▸ **Selected passage**
Music has long been cherished for its ability to communicate, inspire, move, and celebrate. And as of 1993 with the introduction of the Mozart Effect, a claim stating that by simply listening to Mozart for ten minutes, one could increase brain function, it has also been a focus of our attention in terms of its correlation with cognitive development. Even though studies have since debunked the theory, claiming that the effects are transitory, the drive to understand music’s actual effects on cognitive development persists. Today, we know that music can, in fact, be beneficial to our youth, but in order to reap the best rewards, children need to be active participants in their musical experiences, rather than just passive observers.

Areas of cognitive development which are believed to improve as a result of musical instruction

Spatial Reasoning: When music accompanies education, children can benefit in any number of developmental areas. The most prominent advantage, however, seems to be in the development of spatial skills. Children with strong spatial abilities are better able to visualize problems and focus on details, so incorporating music education into their normal, daily routine will improve their ability to create details in their “mind’s eye”.

Math: Another area proven to improve when music education is used is a child’s ability to use reason for mathematics. This is especially true when rhythm is a primary focus. This is believed to be due to the fact that rhythm is predictable, much like the patterns used in math. Even when rhythm varies in complex tunes, it must always right itself by the end, much like even the most complex math problems.

Reading and Verbal skills: Thirdly is the area of reading. While studies confirm that music instruction has a positive impact on verbal skills such as sentence structure and comprehension, actual reading levels do not increase enough to warrant a claim that music does, in fact, improve a child’s reading ability. Thus, a musically-involved lesson plan does not necessarily equal better reading capabilities, but does improve a child’s ability to communicate effectively.

Secondary skill sets which tend to increase with music education

Music education does not just benefit a child’s cognitive development. Other skills can be gained from musical instruction, as well, including concentration, coordination, patience, and self-confidence. Each of these skill sets are an important part of integrating children into society and should therefore be factored into the decision of whether or not to add music instruction to your child’s curriculum.

Concentration: Children who have a hard time focusing on a single task can benefit from music instruction because it requires concentration to excel.

Coordination: The very creation of music requires a good deal of coordination and fine motor movement. Hence, children who write at levels lower than their peers can gain from regular music lessons.

Patience: Children often get frustrated when things don’t go as planned. Educating children in music arts will also teach them the ever-valuable lesson that things improve with practice and patience.

Self-Confidence: Many young people today show signs of low self-esteem, which can result in any number of problems both now and later in life. However, children who learn music young are set-up for success largely due to the self-induced pride which results from music education.

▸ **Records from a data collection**
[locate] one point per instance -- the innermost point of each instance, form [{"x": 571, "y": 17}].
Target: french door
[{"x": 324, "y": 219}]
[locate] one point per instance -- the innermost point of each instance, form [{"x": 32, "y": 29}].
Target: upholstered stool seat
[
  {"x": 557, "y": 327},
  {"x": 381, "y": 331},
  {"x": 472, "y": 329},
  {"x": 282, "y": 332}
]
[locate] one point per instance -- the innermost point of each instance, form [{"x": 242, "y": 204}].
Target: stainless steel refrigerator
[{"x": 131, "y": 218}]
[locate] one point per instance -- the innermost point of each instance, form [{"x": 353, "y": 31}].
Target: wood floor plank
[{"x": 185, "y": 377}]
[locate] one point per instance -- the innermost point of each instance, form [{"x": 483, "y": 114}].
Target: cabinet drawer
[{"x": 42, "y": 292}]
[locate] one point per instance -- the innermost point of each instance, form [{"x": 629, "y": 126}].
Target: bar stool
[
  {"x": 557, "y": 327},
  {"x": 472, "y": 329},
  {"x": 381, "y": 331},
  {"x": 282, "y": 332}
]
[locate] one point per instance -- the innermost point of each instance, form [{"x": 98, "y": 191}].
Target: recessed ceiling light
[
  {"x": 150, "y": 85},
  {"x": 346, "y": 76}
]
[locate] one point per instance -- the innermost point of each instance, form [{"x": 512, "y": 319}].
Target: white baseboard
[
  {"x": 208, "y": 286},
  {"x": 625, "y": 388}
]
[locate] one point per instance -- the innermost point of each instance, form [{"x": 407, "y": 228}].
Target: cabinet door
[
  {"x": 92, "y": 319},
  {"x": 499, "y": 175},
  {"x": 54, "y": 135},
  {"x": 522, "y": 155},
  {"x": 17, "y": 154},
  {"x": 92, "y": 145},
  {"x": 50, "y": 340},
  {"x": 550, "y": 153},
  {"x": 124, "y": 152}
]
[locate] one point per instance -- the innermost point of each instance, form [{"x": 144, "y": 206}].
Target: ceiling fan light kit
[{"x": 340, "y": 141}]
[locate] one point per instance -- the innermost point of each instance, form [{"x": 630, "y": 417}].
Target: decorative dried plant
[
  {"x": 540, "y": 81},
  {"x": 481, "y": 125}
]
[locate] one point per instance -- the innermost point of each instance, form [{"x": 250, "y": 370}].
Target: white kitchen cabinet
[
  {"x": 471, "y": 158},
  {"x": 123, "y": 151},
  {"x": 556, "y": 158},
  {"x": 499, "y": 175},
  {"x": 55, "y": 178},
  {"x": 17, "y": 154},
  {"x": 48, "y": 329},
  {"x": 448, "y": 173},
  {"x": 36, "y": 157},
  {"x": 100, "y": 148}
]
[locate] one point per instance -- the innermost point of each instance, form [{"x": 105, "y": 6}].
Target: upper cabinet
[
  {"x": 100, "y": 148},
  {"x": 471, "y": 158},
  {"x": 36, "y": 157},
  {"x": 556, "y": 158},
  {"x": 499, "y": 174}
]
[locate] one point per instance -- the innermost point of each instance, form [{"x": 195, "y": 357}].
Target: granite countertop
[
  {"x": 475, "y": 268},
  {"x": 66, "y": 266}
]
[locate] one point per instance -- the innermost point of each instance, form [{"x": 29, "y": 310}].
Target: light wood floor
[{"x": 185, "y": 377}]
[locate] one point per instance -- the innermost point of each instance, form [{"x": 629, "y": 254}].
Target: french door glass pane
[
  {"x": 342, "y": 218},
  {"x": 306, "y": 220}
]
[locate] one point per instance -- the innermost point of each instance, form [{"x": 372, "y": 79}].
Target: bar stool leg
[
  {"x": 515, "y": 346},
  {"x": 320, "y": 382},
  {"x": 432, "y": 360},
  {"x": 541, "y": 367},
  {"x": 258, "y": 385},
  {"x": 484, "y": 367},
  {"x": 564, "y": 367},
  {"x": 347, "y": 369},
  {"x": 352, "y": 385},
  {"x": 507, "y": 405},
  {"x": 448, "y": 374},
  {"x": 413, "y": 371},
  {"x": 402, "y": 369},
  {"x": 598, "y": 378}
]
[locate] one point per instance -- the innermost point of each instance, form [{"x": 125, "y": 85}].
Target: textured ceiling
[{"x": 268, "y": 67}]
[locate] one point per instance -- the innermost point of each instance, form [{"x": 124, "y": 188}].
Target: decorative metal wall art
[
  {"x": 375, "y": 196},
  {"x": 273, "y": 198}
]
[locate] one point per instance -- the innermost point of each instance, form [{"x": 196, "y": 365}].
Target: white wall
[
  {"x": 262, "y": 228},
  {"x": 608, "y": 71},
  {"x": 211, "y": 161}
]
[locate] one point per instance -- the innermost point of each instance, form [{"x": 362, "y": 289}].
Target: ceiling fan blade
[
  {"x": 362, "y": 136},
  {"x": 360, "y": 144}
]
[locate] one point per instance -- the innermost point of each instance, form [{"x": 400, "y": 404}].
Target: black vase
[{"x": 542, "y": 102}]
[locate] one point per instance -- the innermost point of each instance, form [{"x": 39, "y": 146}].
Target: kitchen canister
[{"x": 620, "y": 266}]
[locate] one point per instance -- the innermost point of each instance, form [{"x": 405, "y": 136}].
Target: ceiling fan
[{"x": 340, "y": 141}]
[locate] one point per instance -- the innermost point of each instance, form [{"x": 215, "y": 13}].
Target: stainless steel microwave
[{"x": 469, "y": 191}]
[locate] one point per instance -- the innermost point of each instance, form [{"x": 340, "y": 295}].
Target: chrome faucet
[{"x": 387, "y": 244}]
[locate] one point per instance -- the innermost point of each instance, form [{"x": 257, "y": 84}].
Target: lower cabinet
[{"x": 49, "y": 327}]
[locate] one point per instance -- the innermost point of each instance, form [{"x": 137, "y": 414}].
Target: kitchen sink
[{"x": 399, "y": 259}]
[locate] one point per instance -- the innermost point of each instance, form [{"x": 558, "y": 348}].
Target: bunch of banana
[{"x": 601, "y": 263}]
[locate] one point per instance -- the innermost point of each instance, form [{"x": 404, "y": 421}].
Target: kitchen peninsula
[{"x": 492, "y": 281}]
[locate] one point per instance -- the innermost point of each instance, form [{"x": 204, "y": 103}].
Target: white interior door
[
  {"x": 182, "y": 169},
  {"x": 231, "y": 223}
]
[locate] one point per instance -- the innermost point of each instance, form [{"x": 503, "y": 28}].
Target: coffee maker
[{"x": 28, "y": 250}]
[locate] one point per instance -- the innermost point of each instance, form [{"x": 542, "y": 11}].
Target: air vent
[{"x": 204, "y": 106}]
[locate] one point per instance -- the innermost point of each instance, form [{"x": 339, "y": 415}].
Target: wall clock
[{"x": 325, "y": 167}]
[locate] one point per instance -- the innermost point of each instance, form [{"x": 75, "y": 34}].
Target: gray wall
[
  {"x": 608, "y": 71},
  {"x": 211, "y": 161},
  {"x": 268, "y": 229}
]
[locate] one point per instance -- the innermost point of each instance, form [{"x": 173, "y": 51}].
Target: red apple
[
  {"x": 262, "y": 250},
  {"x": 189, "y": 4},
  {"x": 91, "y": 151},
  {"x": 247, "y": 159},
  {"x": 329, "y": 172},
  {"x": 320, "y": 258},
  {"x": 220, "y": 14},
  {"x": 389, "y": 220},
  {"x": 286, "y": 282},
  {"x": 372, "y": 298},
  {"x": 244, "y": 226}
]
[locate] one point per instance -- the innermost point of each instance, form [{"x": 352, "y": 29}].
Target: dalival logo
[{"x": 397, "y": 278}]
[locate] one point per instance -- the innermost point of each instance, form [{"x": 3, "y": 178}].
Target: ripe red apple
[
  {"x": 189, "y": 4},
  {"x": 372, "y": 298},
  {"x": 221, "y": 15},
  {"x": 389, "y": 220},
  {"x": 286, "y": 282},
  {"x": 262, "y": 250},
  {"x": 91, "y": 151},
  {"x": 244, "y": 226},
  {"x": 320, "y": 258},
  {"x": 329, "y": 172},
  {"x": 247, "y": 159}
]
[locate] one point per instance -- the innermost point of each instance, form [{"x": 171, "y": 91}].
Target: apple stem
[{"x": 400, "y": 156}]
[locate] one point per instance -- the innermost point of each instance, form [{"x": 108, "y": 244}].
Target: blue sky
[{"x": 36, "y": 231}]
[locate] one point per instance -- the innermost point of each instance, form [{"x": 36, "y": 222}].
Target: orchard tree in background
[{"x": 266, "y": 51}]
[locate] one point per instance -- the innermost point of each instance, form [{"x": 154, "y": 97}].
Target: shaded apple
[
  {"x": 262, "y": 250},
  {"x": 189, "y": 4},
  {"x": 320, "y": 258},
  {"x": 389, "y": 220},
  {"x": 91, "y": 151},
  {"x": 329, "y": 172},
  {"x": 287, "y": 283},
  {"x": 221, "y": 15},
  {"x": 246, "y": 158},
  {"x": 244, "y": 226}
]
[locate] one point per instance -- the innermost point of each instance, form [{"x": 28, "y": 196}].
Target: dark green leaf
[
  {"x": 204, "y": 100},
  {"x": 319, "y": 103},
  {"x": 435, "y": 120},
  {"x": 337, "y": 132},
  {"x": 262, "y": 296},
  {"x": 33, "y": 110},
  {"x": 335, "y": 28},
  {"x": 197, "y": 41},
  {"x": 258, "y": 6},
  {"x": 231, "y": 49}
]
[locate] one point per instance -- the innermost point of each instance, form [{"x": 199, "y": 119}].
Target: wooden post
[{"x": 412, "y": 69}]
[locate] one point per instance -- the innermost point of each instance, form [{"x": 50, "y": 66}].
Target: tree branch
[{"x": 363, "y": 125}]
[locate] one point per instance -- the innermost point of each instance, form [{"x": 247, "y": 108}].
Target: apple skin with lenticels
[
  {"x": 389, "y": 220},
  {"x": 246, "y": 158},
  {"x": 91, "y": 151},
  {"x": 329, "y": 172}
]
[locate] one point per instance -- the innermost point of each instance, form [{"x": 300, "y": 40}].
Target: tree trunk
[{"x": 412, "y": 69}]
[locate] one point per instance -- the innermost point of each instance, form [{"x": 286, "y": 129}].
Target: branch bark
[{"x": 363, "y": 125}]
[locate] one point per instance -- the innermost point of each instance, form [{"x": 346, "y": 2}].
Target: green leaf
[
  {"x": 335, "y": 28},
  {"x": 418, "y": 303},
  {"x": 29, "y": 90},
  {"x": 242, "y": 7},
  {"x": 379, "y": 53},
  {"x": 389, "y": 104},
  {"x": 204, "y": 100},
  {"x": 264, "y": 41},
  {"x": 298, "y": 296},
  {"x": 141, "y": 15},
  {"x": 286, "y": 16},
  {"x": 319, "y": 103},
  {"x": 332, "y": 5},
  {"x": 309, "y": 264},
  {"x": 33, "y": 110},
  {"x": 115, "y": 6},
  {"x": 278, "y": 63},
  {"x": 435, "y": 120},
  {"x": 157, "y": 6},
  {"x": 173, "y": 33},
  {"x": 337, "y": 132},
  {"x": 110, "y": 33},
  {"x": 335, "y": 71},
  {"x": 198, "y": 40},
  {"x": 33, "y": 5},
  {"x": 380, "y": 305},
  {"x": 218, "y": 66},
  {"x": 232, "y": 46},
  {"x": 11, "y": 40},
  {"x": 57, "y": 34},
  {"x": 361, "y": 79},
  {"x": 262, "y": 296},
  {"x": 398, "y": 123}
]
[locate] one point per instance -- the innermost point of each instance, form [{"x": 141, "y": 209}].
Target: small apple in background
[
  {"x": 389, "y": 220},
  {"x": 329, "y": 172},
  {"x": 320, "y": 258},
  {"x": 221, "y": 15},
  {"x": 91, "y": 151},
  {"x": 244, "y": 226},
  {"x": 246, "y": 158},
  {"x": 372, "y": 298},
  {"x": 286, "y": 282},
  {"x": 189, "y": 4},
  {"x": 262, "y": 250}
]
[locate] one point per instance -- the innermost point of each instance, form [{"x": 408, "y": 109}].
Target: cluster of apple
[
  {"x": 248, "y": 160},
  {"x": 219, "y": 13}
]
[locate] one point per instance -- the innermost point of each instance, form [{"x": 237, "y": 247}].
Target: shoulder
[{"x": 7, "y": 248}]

▸ **The task**
Carry on the text on music education and child development, starting after its last sentence.

▸ **Exercise output**
Relaxation: People of all ages can benefit from positive coping strategies, including listening to and creating music. In fact, music has been shown to be a great outlet for children, especially those with either social or mental disadvantages, by allowing them to remove their focus from stressors and aim it instead at the calming sounds of their favorite tunes.

A guide to music instruction by age

Of course, every child develops at different stages, and some information is too advanced for certain ages.Fortunately, many music lessons fall into age-appropriate categories, meaning that the type of music instruction can easily be outlined in terms of age. Use this basic guideline as a reference for when to use what types of music education for your children.

Birth to age 3: This is the age in which children first begin taking an interest in music. It is a good time to use music in games that require body movement, such as clapping, jumping, and spinning.

Ages 4 and 5: Children this age like to create music using various home-made instruments. They are more aware of lyrics and the meaning behind them, and are able to sit for short periods of time to listen and appreciate individual songs. It is recommended that music accompany other forms of education during this time, and music appreciation should be part of their curriculum.

Ages 6 through 10: It is now easier for children to see the structure in music. This is a great age to begin formal music instruction. Studies show that doing so can now have positive, life-long effects.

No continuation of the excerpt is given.